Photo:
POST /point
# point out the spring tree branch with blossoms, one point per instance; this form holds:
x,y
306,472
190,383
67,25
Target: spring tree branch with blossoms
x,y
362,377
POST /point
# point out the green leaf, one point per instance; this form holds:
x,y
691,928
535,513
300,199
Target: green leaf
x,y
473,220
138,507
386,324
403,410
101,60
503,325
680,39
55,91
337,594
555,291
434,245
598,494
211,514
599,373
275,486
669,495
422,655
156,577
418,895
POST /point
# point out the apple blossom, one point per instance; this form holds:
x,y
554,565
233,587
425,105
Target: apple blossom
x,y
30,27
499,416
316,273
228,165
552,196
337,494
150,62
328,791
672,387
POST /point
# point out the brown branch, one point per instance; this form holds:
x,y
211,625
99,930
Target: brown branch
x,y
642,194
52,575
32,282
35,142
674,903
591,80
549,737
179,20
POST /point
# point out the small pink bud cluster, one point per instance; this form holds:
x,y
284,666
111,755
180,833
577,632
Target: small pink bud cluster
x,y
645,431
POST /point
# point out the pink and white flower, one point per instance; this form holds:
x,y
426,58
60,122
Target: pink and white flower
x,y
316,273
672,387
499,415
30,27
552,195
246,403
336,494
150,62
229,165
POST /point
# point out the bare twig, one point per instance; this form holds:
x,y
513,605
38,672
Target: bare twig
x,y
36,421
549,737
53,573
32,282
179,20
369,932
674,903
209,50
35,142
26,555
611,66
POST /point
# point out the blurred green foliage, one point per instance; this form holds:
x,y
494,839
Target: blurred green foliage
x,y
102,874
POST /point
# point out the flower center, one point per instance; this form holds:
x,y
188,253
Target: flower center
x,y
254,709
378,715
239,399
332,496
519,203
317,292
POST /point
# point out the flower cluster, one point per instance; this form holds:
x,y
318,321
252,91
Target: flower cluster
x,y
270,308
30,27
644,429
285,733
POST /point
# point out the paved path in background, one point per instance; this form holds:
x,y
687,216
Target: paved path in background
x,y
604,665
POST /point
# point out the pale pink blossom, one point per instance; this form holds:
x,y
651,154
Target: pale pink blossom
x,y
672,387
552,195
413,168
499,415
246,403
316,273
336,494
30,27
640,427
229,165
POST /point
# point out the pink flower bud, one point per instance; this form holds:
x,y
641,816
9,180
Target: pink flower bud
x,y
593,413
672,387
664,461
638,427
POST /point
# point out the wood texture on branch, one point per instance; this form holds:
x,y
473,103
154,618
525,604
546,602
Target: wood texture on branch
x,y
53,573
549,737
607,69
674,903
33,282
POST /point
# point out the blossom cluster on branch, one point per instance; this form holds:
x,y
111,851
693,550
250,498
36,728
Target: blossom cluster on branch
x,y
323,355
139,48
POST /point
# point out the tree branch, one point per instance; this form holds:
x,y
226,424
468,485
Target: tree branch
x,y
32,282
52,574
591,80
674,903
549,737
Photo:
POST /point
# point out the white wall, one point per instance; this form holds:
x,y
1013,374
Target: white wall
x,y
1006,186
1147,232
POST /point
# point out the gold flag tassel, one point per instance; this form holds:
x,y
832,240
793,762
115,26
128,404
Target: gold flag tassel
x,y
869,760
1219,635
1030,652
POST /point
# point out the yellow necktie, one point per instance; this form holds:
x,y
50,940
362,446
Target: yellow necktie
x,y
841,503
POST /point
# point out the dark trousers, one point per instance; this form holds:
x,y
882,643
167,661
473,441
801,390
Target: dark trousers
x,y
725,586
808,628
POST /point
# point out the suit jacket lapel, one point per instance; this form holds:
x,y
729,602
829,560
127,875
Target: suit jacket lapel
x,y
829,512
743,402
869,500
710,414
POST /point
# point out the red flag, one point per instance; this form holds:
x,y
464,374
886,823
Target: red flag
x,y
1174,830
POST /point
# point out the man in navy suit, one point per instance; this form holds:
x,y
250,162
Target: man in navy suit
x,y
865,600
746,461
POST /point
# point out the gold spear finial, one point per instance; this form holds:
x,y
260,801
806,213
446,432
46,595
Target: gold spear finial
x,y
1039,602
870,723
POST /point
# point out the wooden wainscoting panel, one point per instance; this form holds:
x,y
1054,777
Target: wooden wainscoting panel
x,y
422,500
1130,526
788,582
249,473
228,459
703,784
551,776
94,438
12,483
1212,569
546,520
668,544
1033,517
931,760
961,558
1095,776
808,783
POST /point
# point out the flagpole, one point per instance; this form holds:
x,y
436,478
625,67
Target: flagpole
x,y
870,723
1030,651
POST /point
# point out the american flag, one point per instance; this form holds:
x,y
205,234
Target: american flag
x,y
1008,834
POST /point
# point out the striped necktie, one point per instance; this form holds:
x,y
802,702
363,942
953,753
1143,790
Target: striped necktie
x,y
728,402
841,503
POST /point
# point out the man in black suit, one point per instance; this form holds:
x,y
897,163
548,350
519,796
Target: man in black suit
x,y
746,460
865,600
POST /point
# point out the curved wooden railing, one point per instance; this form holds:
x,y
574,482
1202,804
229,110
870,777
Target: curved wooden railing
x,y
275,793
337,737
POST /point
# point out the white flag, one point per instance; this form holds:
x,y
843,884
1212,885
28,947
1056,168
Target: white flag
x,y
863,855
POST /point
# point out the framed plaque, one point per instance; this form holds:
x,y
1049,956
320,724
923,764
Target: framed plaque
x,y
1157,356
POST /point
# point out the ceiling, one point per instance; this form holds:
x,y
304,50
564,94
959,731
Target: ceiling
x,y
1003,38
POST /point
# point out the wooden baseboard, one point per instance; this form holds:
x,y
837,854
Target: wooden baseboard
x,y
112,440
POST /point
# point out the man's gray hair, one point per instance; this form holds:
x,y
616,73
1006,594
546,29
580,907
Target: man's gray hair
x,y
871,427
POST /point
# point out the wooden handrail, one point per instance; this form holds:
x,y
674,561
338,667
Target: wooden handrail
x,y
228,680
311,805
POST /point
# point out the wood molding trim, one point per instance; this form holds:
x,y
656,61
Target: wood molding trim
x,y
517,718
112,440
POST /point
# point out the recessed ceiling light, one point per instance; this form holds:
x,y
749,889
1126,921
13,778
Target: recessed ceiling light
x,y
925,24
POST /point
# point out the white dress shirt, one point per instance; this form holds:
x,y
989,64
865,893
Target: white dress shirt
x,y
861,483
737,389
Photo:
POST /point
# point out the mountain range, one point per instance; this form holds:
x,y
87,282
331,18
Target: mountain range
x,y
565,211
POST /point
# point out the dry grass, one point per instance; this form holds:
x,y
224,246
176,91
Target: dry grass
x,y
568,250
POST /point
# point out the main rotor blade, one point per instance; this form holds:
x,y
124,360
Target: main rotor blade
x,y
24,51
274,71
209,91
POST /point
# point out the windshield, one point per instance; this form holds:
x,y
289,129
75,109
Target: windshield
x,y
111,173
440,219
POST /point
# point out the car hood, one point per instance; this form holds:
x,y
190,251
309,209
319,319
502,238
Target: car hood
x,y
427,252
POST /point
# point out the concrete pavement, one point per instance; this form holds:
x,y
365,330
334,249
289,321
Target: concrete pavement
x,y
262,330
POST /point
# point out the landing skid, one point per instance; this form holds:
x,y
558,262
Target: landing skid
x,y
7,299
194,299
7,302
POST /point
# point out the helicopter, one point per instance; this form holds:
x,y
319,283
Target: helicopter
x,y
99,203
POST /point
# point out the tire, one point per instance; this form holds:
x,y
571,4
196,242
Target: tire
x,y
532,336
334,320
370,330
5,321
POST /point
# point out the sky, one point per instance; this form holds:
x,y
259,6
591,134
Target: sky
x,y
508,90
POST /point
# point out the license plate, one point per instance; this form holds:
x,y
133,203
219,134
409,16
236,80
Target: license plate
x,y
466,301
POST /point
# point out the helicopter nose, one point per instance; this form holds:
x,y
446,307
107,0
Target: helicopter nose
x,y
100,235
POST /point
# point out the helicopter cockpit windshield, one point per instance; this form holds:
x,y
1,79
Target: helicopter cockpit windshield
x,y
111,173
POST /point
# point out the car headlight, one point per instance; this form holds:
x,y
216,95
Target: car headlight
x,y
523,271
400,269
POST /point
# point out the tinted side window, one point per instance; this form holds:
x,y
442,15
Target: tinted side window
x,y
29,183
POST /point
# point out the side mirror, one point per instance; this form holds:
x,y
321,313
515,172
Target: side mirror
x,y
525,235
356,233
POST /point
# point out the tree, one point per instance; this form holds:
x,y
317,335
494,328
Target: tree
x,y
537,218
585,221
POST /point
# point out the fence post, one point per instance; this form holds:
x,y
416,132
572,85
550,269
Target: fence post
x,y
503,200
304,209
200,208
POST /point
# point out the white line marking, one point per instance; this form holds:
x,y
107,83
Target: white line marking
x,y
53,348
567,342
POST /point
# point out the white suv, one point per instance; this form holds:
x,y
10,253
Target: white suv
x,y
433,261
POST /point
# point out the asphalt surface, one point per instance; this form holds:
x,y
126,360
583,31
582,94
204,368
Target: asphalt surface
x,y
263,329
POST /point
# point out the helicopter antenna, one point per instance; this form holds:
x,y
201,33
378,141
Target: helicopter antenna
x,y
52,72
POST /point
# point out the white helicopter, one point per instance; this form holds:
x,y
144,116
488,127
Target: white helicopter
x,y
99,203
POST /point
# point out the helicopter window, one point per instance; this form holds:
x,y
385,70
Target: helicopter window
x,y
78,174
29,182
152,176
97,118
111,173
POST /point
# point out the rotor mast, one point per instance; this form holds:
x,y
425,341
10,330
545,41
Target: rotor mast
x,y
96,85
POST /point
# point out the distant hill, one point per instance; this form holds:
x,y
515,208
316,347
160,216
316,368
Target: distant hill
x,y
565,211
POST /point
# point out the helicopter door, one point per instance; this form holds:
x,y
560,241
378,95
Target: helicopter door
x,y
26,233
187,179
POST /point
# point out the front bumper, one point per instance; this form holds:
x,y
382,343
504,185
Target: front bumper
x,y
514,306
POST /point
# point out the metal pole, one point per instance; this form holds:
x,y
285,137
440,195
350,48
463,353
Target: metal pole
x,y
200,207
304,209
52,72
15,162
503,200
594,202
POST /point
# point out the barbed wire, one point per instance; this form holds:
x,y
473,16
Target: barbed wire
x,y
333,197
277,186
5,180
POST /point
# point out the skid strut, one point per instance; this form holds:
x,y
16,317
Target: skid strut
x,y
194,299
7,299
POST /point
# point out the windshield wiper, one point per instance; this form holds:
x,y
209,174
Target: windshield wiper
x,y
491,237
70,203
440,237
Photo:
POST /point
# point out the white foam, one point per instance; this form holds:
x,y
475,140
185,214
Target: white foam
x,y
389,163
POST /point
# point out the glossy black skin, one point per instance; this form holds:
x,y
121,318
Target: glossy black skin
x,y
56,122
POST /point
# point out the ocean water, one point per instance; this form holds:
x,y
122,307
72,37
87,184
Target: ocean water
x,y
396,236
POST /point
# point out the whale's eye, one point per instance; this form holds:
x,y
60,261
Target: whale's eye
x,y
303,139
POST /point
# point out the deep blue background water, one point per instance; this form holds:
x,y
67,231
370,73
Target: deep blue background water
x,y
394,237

Job
Count the lines in the records above that contain the word "background", treating case as significant, and give only the number.

Finished task
4